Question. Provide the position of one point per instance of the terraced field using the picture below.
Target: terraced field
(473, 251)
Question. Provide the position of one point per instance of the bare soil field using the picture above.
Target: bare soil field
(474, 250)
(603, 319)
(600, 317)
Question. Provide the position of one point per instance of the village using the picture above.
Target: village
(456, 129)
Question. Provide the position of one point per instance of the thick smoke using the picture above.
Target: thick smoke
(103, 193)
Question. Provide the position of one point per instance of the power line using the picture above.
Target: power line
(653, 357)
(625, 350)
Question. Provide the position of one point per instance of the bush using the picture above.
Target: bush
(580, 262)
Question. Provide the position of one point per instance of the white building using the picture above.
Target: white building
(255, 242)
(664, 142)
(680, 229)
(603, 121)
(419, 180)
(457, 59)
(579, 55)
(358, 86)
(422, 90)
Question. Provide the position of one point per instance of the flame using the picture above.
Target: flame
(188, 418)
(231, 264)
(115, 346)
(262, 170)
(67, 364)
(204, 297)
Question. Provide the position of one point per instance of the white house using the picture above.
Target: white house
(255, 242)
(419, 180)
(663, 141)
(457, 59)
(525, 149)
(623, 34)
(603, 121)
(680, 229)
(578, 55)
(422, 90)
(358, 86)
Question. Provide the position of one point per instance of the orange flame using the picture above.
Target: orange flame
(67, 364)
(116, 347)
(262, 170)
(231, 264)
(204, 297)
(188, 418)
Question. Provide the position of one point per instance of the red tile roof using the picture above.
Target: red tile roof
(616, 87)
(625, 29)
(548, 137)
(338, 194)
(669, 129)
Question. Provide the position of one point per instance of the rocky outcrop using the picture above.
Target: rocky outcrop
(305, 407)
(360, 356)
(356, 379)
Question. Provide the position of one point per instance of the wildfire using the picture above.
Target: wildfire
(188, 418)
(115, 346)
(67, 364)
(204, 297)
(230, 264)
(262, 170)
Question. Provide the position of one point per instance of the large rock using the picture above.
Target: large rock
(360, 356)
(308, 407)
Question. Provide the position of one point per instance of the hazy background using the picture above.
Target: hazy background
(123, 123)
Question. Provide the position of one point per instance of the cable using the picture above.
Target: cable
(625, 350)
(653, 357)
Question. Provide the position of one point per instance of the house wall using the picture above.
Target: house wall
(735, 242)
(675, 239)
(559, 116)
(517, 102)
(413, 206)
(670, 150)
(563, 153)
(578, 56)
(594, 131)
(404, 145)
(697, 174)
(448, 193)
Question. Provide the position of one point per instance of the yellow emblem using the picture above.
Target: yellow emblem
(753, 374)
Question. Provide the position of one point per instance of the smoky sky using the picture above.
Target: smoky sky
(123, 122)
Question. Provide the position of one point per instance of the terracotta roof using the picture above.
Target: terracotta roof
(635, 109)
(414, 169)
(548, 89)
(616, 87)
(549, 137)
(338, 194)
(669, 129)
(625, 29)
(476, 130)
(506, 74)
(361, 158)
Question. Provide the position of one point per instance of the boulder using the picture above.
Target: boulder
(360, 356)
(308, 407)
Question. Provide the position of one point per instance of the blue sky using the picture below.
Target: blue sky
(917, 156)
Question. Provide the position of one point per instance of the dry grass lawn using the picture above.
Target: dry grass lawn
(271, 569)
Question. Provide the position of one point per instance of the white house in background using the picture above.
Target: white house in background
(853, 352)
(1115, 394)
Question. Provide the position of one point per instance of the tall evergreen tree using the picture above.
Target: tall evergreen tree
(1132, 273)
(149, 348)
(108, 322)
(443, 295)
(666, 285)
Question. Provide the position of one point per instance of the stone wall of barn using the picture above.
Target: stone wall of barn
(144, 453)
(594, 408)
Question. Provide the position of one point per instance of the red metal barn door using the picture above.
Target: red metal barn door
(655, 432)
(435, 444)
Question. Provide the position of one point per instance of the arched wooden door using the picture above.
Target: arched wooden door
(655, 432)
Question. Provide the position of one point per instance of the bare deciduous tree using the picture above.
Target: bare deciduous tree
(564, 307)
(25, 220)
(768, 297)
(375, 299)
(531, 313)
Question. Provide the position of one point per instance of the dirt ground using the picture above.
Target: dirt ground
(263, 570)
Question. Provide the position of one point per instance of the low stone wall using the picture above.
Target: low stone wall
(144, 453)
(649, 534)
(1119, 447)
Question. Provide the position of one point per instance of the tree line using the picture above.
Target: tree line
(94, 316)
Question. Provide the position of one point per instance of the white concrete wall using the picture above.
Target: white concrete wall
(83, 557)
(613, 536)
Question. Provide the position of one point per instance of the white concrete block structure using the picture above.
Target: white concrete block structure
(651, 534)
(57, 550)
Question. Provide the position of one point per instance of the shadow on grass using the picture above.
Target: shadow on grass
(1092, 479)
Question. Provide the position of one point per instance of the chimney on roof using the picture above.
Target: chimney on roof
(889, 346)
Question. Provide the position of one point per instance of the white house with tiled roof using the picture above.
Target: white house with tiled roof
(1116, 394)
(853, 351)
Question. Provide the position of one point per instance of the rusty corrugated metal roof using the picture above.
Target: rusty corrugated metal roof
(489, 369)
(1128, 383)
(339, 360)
○ ○ ○ ○
- **Task**
Wherever the string "below" shows up in the material, copy the line that holds it.

- **Solution to the exercise**
Question. Provide the position of one point per instance of the terraced field using the picture below.
Question. Provide the position of one point per instance of the blue sky using the picture below.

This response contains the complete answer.